▸ **Task instructions**: Which lines in the records below contain the word "outbuilding"? List each of them in full.

──────── Supplied data

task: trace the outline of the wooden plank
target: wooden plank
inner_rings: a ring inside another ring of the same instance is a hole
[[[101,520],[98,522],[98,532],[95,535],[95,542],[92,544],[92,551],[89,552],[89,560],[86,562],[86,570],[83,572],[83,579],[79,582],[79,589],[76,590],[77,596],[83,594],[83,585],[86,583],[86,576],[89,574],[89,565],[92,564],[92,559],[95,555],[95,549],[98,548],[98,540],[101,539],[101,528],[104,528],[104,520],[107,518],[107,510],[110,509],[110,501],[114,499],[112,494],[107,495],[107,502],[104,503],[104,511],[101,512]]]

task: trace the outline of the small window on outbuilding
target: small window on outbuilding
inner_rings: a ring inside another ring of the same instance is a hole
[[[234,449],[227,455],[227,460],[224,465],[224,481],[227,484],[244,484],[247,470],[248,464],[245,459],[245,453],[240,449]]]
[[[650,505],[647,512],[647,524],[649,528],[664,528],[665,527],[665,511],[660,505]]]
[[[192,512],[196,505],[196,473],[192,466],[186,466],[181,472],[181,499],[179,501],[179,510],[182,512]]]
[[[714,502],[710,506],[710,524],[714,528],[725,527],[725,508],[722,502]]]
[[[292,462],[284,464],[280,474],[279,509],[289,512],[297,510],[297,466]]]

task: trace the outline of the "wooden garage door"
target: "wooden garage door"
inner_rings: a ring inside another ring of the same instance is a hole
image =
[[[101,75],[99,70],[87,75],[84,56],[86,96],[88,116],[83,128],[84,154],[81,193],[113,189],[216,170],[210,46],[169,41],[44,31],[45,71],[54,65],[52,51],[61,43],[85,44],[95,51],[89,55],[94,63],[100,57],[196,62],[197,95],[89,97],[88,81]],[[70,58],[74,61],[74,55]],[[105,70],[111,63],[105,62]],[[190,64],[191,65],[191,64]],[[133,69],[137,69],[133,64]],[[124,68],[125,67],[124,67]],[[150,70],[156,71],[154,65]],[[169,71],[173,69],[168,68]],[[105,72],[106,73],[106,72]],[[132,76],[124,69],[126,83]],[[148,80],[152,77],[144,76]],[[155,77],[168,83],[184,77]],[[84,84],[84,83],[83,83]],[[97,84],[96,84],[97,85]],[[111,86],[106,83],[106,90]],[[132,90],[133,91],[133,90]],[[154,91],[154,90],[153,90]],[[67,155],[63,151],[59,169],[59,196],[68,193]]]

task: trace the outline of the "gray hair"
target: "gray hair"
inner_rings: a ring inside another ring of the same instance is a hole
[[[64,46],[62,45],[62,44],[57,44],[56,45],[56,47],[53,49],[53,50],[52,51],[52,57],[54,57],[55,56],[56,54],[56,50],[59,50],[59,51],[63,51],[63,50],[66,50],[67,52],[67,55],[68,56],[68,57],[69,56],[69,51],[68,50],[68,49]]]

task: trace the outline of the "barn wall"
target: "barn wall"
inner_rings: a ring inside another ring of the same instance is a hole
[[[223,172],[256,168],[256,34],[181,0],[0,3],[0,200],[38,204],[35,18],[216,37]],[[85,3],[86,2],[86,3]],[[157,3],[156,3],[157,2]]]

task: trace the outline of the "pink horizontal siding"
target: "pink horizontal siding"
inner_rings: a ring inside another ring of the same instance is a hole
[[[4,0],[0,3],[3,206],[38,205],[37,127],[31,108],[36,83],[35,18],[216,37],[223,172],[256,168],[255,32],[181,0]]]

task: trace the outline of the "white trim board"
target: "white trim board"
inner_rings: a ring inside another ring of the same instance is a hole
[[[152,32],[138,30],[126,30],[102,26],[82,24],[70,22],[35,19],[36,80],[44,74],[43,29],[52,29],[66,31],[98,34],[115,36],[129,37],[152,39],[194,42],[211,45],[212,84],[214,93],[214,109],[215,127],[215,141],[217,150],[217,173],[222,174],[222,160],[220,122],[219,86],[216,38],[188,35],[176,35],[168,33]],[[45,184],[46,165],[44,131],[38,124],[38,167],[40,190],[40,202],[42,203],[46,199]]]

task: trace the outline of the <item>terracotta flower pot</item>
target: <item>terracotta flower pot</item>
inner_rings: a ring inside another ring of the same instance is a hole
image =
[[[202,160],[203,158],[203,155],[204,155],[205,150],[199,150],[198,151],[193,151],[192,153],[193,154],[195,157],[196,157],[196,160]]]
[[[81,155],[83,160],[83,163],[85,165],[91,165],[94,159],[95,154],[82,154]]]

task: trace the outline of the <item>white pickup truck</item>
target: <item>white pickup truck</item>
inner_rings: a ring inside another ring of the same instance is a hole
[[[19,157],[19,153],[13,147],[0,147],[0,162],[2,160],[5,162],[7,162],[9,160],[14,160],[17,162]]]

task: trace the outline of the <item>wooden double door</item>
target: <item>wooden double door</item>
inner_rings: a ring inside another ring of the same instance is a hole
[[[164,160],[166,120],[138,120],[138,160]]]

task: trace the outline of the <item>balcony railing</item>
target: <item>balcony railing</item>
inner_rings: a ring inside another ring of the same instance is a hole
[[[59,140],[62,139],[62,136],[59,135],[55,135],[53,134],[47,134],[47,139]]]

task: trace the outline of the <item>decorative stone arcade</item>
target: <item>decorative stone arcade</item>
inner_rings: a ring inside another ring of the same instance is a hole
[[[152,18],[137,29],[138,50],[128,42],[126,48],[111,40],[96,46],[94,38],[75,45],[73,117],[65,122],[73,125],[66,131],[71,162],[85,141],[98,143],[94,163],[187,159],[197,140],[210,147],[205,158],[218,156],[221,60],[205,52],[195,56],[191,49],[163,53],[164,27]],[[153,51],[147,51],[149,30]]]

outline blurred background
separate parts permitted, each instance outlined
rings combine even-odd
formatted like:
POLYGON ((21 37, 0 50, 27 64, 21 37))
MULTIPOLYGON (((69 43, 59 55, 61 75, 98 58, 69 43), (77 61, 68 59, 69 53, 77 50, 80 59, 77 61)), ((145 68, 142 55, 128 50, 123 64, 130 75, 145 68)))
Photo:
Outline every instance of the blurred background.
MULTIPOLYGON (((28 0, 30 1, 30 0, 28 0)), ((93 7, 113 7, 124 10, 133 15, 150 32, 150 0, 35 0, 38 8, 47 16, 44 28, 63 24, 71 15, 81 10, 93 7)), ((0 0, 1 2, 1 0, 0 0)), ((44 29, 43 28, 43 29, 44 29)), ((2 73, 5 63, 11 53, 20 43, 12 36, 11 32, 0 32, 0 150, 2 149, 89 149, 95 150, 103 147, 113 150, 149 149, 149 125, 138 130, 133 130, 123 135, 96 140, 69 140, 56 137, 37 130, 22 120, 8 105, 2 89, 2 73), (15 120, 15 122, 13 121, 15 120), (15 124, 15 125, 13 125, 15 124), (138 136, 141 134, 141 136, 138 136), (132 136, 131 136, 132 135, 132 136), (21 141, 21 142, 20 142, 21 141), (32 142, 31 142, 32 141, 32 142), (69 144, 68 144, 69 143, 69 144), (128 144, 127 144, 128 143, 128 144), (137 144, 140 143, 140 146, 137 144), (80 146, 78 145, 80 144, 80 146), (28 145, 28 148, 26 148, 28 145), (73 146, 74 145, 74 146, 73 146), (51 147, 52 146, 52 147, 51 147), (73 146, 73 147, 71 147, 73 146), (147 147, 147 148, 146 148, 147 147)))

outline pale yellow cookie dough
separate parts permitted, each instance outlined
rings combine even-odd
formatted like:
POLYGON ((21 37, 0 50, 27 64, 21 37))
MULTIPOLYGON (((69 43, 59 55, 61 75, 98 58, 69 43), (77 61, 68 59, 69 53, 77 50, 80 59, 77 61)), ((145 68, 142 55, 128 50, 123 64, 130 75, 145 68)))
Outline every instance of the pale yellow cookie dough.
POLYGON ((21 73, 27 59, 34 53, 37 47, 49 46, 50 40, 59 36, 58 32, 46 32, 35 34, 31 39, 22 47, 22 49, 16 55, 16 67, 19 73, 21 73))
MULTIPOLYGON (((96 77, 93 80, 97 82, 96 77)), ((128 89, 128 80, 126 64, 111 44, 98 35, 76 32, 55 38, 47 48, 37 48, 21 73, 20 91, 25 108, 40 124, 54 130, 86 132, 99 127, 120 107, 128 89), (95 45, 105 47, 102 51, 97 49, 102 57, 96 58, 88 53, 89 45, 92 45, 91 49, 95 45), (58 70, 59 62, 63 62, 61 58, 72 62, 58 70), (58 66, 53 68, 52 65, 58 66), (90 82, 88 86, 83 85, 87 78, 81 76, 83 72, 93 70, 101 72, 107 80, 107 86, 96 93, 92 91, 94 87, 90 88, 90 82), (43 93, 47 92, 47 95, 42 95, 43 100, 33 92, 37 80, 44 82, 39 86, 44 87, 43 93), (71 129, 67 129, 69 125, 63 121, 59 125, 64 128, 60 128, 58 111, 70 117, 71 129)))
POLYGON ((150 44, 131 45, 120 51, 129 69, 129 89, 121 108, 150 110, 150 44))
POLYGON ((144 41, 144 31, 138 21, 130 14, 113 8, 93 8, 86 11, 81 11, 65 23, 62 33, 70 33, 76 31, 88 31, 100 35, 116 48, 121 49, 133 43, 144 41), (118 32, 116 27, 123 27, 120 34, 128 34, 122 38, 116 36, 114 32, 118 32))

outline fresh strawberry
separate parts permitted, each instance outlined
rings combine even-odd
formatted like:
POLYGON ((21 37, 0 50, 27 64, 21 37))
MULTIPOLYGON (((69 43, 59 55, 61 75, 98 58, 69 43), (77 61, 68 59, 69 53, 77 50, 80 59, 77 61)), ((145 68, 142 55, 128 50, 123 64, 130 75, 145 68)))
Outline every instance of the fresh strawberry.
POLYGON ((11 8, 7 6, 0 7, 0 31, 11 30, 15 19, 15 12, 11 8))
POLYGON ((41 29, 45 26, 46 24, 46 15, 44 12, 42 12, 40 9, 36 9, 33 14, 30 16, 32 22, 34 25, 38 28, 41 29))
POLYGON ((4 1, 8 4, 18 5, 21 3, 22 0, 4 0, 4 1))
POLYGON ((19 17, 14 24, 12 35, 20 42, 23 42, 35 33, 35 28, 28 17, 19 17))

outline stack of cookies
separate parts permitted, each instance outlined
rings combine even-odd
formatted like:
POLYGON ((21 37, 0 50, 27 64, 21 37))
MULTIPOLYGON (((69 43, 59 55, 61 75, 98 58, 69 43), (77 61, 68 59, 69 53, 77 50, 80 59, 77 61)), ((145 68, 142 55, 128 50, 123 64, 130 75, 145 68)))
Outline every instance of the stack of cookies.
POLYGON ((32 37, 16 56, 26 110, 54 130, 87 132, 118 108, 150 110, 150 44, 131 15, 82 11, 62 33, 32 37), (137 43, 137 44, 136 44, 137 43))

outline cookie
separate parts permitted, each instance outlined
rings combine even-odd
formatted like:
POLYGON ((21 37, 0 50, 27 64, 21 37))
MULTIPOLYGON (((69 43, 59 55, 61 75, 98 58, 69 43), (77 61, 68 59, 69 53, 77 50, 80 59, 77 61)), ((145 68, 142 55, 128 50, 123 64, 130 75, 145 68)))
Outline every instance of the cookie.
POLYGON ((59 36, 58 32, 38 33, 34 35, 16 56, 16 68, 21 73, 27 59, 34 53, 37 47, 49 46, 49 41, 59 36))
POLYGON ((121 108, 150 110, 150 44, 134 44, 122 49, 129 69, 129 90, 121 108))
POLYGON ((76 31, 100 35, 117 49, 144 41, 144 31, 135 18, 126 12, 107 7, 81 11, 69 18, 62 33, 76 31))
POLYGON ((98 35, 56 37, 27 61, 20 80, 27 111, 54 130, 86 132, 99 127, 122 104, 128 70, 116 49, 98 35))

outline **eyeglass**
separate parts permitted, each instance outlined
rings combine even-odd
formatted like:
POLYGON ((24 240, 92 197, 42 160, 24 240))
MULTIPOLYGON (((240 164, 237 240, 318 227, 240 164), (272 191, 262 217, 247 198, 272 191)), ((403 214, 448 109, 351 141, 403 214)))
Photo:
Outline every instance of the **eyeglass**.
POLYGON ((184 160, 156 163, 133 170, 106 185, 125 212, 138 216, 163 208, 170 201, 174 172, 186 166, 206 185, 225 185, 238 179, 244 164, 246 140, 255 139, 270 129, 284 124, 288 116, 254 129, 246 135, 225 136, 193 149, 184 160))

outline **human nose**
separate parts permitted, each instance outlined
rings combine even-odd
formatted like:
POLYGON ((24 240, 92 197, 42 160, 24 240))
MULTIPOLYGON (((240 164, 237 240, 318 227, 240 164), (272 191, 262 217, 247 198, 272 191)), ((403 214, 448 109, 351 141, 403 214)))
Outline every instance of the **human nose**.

────────────────

▸ **Exercise response**:
task: trace the outline of the small window on outbuilding
target: small window on outbuilding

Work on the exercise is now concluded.